INSTRUCTION – Copy the following records line for line, changing nothing.

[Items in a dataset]
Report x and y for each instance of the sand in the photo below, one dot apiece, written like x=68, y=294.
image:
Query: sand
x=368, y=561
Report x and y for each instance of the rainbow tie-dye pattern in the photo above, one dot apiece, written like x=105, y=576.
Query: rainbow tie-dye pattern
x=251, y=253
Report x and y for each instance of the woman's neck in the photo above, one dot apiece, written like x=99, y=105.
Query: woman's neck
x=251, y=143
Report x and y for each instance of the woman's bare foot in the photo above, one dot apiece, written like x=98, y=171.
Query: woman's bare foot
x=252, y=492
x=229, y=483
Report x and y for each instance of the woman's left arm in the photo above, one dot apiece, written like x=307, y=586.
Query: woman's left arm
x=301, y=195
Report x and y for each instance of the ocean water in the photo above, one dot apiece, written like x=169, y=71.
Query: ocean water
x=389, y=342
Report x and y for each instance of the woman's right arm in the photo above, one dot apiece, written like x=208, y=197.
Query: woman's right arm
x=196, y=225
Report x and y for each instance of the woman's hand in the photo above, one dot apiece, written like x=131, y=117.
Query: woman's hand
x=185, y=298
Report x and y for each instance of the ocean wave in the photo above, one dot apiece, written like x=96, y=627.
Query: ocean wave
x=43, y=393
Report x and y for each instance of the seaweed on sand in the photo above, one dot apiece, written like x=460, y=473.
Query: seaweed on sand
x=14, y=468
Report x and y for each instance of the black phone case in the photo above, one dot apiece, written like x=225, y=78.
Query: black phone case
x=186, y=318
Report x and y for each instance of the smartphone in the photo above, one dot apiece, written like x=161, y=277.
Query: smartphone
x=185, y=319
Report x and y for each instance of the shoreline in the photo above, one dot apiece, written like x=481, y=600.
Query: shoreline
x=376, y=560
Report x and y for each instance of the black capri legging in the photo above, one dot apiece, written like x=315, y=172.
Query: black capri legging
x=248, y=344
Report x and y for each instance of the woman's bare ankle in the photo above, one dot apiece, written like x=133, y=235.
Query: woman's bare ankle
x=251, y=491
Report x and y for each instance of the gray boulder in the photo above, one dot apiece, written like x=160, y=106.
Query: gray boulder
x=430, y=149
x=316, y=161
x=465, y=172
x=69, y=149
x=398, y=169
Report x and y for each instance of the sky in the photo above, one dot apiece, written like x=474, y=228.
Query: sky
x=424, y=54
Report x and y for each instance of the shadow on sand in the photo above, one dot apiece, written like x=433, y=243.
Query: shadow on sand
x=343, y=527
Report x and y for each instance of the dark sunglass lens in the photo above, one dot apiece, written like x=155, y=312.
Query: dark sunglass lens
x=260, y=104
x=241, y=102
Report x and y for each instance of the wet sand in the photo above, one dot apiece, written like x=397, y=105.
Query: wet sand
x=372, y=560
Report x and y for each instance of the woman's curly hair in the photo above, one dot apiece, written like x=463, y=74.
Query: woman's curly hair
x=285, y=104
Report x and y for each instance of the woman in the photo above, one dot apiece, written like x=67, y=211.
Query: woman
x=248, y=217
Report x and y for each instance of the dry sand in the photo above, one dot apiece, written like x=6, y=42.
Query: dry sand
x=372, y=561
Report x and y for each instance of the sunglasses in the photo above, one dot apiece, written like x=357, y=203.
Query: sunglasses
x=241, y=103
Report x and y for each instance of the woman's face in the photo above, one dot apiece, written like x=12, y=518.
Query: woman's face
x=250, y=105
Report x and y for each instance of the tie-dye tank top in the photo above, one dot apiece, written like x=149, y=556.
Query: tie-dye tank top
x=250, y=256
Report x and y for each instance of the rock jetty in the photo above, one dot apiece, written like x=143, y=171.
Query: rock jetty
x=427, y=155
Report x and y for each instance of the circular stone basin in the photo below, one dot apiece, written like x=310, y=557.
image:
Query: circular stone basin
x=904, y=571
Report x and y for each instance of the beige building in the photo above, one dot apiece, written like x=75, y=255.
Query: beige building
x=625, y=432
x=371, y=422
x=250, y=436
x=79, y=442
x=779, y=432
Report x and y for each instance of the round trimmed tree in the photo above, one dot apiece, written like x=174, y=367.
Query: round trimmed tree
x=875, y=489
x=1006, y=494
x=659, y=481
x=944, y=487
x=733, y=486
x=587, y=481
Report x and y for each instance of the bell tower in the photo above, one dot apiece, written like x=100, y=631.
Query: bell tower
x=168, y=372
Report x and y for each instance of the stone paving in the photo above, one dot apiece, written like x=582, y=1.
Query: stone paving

EXERCISE RESULT –
Report x and y for each instance of the sand in the photo below, one dot apiece, written like x=68, y=294.
image:
Query: sand
x=368, y=561
Report x and y for each instance of the rainbow tie-dye pattern in the photo above, one dot apiece, written like x=105, y=576.
Query: rainbow tie-dye pattern
x=251, y=253
Report x and y for each instance of the woman's neck in the photo above, one dot apiece, written like x=99, y=105.
Query: woman's neck
x=251, y=143
Report x and y for each instance of the woman's bare foot in the photo above, one dot apiece, written like x=98, y=171.
Query: woman's bare foot
x=252, y=492
x=229, y=483
Report x and y for each instance of the woman's left arm in the photo above, one dot apiece, written like x=307, y=586.
Query: woman's left arm
x=301, y=195
Report x and y for each instance of the ocean water in the photo above, one dot apiece, written like x=169, y=71.
Query: ocean water
x=389, y=342
Report x and y for each instance of the woman's right arm in the photo above, one dot apiece, written like x=208, y=197.
Query: woman's right arm
x=196, y=225
Report x and y for each instance of the woman's hand in the photo above, one dot apiece, written like x=131, y=117.
Query: woman's hand
x=185, y=298
Report x and y for each instance of the ocean wave in the photo above, one dot apiece, written like x=96, y=627.
Query: ocean wave
x=43, y=393
Report x and y for each instance of the seaweed on sand in the photo above, one dot apiece, written like x=460, y=473.
Query: seaweed on sand
x=14, y=468
Report x and y for each instance of the black phone case in the photo above, one dot apiece, written like x=225, y=78.
Query: black phone case
x=186, y=318
Report x and y for each instance of the smartphone in the photo above, one dot apiece, written like x=161, y=277.
Query: smartphone
x=185, y=319
Report x and y for each instance of the shoreline in the photo above, one dot apiece, written like x=481, y=600.
Query: shoreline
x=376, y=560
Report x and y for each instance of the black capri legging in the photo above, one dot apiece, written like x=315, y=172.
Query: black capri legging
x=248, y=344
Report x and y for each instance of the woman's bare ankle in the photo above, one dot apiece, written like x=133, y=235.
Query: woman's bare ankle
x=251, y=491
Report x and y for each instance of the gray boulder in the photo above, one dot apiece, written like x=160, y=106.
Query: gray boulder
x=430, y=149
x=316, y=161
x=465, y=172
x=69, y=149
x=398, y=169
Report x and y for each instance of the sky in the photo above, one dot apiece, written like x=474, y=228.
Query: sky
x=424, y=54
Report x and y for each instance of the shadow on sand in the photo above, one dot apiece, written like x=433, y=243.
Query: shadow on sand
x=343, y=527
Report x and y for each instance of the dark sunglass lens in the photo above, one dot apiece, written like x=155, y=312.
Query: dark sunglass lens
x=260, y=104
x=241, y=102
Report x and y for each instance of the wet sand in the photo above, one dot apiece, written like x=397, y=105.
Query: wet sand
x=372, y=560
Report x and y for each instance of the woman's curly hair in the photo above, one dot apiece, written like x=463, y=74.
Query: woman's curly hair
x=285, y=104
Report x and y for each instance of the woman in the photo above, one dot apiece, written like x=67, y=211.
Query: woman
x=248, y=217
Report x and y for each instance of the dry sand in the photo above, one dot apiece, written like x=6, y=42.
Query: dry sand
x=372, y=561
Report x and y for each instance of the sunglasses in the photo above, one dot apiece, written like x=357, y=203.
Query: sunglasses
x=241, y=103
Report x and y for each instance of the woman's face in the photo above, one dot apiece, written like x=12, y=518.
Query: woman's face
x=250, y=105
Report x and y for each instance of the tie-dye tank top in the photo above, one dot apiece, written like x=149, y=556.
Query: tie-dye tank top
x=250, y=256
Report x and y for each instance of the rock jetty in the photo above, one dot apiece, written like x=143, y=171.
Query: rock jetty
x=427, y=155
Report x and y for each instance of the circular stone basin in the photo below, one dot apiece, written like x=310, y=557.
image:
Query: circular stone basin
x=904, y=571
Report x and y for each instance of the beige building in the photo above, one dot apiece, written like x=75, y=255.
Query: beige building
x=625, y=432
x=371, y=422
x=250, y=436
x=79, y=442
x=779, y=432
Report x and y for each instance of the round trimmed tree in the photo above, one dot apiece, written like x=174, y=367.
Query: round trimmed tree
x=875, y=489
x=1006, y=494
x=659, y=481
x=944, y=487
x=733, y=486
x=587, y=481
Report x and y for each instance of the bell tower in the photo above, one dot apiece, written like x=100, y=631.
Query: bell tower
x=168, y=372
Report x and y for each instance of the stone paving in the photo above, one dot apiece, written like x=582, y=1.
Query: stone paving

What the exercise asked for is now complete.